[Opening PROVIDED ENTRIES section]

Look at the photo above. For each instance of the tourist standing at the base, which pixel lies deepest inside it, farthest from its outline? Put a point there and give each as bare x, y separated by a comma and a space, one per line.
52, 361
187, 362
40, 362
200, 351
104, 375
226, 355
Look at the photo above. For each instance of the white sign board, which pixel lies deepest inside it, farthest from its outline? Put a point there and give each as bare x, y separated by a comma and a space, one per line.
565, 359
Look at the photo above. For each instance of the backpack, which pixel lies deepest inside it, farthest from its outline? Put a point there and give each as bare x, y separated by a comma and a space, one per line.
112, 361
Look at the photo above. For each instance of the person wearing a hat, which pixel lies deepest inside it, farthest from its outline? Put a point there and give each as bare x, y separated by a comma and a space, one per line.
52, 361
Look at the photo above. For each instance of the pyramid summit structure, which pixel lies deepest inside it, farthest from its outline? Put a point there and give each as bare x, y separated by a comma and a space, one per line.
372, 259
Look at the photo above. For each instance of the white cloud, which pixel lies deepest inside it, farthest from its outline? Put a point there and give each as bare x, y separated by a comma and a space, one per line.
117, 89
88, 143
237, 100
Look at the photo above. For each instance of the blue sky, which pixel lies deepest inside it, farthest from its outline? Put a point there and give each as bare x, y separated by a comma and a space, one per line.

[Closing PROVIDED ENTRIES section]

WHAT THE TASK REQUIRES:
Each entry above must be set down again without alteration.

TASK SOLUTION:
Look at the photo above. For each instance of the tourist standing at the base, which pixel lies deepest inside it, farthest from its outline? Put a point there and give each as bare x, y separated by a comma and a space, one per line.
52, 361
187, 362
40, 362
200, 351
104, 375
226, 355
Look at the photo above. For each instance of the white sign board, which pixel lies deepest inside it, farthest from its outline? Put a point there and give each as bare x, y separated by a comma and a space, one per line.
565, 359
Look at the photo above. For each instance of the backpack, which pixel lies deepest inside it, farthest from its outline? Put a point there and give each as bare x, y separated by a comma and a space, one per line.
112, 361
Look at the photo above. For each instance of the person wearing a hat, which pixel lies deepest inside it, farthest from its outline? Put a point there and give each as bare x, y separated by a comma and a space, one per line.
52, 361
Look at the photo above. For each instance of the pyramid summit structure, which pixel lies deepest inside it, farthest from its outline? Put a point there and give each as bare x, y separated by a comma and a space, one per line.
372, 259
Look at the photo above. For each instance of the white cloud, which pixel lies deepest inside it, farthest from its outline? Put a point there and give each as bare x, y separated by a comma and a space, one per line.
117, 89
88, 143
237, 100
Look at the photo above. For each instance of the blue sky, which pixel lies deepest inside it, farthest from its outline? Put a point there and give each as bare x, y separated by a comma and a space, one per line.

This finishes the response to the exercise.